#### Requirement
Format the material below as a numbered list and omit any blank lines.

Dataset items:
****************
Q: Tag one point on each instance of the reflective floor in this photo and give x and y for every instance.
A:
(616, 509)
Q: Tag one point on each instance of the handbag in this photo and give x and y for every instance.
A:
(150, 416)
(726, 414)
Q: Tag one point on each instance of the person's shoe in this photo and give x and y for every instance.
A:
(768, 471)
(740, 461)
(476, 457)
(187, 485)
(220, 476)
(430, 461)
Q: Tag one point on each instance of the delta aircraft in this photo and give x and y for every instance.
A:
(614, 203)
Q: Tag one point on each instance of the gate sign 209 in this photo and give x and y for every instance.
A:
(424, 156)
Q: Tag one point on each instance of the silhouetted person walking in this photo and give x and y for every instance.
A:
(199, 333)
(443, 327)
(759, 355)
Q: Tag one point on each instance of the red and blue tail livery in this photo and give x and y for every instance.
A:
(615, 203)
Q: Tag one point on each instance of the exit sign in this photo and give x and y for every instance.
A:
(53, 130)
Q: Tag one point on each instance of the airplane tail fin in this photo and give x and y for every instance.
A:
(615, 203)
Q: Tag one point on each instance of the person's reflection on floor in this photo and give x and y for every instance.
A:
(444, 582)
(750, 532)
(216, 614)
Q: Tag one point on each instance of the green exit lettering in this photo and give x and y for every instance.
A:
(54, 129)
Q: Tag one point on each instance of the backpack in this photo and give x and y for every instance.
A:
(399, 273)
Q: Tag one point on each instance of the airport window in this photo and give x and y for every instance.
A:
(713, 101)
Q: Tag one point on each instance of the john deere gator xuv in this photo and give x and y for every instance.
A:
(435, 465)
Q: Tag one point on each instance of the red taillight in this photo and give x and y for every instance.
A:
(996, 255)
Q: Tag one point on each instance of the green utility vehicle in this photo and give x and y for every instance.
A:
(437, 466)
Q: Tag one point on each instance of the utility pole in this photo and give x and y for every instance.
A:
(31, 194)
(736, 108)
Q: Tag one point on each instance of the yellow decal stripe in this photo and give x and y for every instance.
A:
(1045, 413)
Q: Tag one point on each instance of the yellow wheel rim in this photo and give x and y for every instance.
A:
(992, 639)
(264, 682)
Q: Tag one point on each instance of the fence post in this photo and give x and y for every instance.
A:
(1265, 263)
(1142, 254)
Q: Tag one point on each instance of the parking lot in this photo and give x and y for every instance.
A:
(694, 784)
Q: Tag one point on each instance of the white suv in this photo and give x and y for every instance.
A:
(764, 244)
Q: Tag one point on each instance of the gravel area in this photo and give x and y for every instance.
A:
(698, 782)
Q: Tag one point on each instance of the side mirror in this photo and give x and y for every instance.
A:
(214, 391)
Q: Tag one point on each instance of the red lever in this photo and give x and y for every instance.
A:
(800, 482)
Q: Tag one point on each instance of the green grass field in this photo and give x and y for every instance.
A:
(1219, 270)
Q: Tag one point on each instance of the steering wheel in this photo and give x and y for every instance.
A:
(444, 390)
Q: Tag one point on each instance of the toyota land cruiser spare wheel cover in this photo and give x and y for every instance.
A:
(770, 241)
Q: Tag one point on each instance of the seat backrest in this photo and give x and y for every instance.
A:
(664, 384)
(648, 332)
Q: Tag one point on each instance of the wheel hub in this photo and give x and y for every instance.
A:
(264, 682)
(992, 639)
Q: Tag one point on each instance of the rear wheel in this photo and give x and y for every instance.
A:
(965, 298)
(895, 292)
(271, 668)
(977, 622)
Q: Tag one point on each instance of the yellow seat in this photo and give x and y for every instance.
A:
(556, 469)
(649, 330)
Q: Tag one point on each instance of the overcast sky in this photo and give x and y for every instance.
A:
****************
#### Response to this exercise
1. Q: Tag one point on each instance of the reflective floor in this photo and give x and y for every instance.
2. A:
3. (616, 509)
4. Q: Tag one point on each instance of the handbag in this photo and give x and y for every instance.
5. A:
6. (150, 416)
7. (726, 414)
8. Q: Tag one point on each instance of the person's shoe in this photo and give x and y for every instance.
9. A:
10. (768, 471)
11. (740, 461)
12. (476, 457)
13. (187, 485)
14. (220, 476)
15. (430, 461)
16. Q: Tag one point on each instance of the delta aircraft in this photo and give x and y for every instance.
17. A:
18. (614, 203)
19. Q: Tag one point on each instance of the gate sign 209 in this photo and give x and y for every instance.
20. A:
21. (424, 156)
22. Q: Tag one point on each instance of the silhouetted person walking in this photo and give x and y for every instance.
23. A:
24. (199, 333)
25. (443, 327)
26. (759, 355)
27. Q: Tag one point on each instance of the red and blue tail livery in this photo and give x and y for every instance.
28. A:
29. (615, 203)
30. Q: Tag one point on each instance of the exit sign in this photo and give x and y for every instance.
31. A:
32. (53, 130)
33. Q: Tag one point on each instance of the airplane tail fin in this photo and give x and y for every instance.
34. A:
35. (615, 203)
36. Q: Tag one point on each instance of the person's reflection on floor in this photo and give x and y for every instance.
37. A:
38. (444, 582)
39. (750, 532)
40. (216, 614)
41. Q: Tag one point on each instance of the green exit lettering in this photo and give x and y for every instance.
42. A:
43. (54, 129)
44. Q: Tag one point on each instance of the backpack in this photo and give x and y for every instance.
45. A:
46. (399, 273)
47. Q: Tag one point on each instance of the airport window in this photo and give x and y for every instance.
48. A:
49. (713, 101)
50. Q: Tag one point on each instance of the john deere gator xuv in this photo and give x and y for every instance.
51. A:
52. (435, 465)
53. Q: Tag one point on each instance of the red taillight in this photo and give x and y for every instance.
54. A:
55. (996, 255)
56. Q: Tag one point on each instance of the green utility vehicle in this photo and give x and y for every instance.
57. A:
58. (437, 466)
59. Q: Tag one point on each instance of the utility pole in this photo and give x and y for every instance.
60. A:
61. (31, 194)
62. (736, 108)
63. Q: Tag one point on each instance of the yellow decal stripe in this photo and give x and y for every instance.
64. A:
65. (1045, 413)
66. Q: Tag one point on each instance of the yellow wheel rim in this photo and give x and y for every instance.
67. A:
68. (992, 639)
69. (264, 682)
70. Q: Tag one point on each instance of the fence post in this photo and give x and y for every instance.
71. A:
72. (1265, 263)
73. (1142, 254)
74. Q: Tag one point on each instance of the parking lot in this photo and give x and y for every instance.
75. A:
76. (694, 784)
77. Q: Tag one point on each instance of the white suv in this photo and give x and y for every instance.
78. A:
79. (764, 244)
80. Q: Tag one point on each instance of the gravel area in this photo and give x and y for every instance.
81. A:
82. (698, 782)
83. Q: Tag one point on each instance of the side mirror in this photo and give x and y for every instance.
84. A:
85. (214, 391)
86. Q: Tag one point on each instance of the red lever in this photo and give x and y for every instance.
87. A:
88. (800, 482)
89. Q: Tag one point on each instance of the green grass field in this photo and give x and y for every instance.
90. A:
91. (1219, 270)
92. Q: Tag one point on each instance of the steering wheel in this photo and give x and y for every instance.
93. A:
94. (444, 390)
95. Q: Tag one point on each instance of the toyota land cruiser spare wheel cover in this photo and give x and y for every instance.
96. A:
97. (770, 241)
98. Q: Tag one point on each instance of the seat backrest in this photo and give x and y for every instance.
99. A:
100. (664, 384)
101. (648, 332)
102. Q: Tag one point on each instance of the wheel hub in this photo and give x and y for every instance.
103. A:
104. (264, 682)
105. (992, 639)
106. Q: Tag one point on each instance of the rear wheel in this photo and give x and y for every instance.
107. A:
108. (965, 298)
109. (895, 292)
110. (271, 668)
111. (977, 622)
112. Q: Tag one point on each instance of the yellow seat in this photo and give x and y for every instance.
113. A:
114. (556, 469)
115. (649, 330)
116. Q: Tag one point on each instance of the overcast sky in this photo and give x and y for every instance.
117. A:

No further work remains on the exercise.